BEGIN

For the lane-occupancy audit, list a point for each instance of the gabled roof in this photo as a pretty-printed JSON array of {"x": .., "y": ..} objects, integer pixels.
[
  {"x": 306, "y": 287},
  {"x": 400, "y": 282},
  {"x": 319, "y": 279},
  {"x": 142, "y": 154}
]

END

▶ **What you will do**: Rewrite the records above, substituting "hip roof" for "gabled roof" and leaving everything else unchanged.

▶ **Reply**:
For the lane-occupancy audit, list a point for each instance of the hip roof in this photo as a pretty-printed JSON array of {"x": .., "y": ..} objects, integer pixels.
[
  {"x": 306, "y": 287},
  {"x": 400, "y": 282},
  {"x": 319, "y": 279},
  {"x": 142, "y": 154}
]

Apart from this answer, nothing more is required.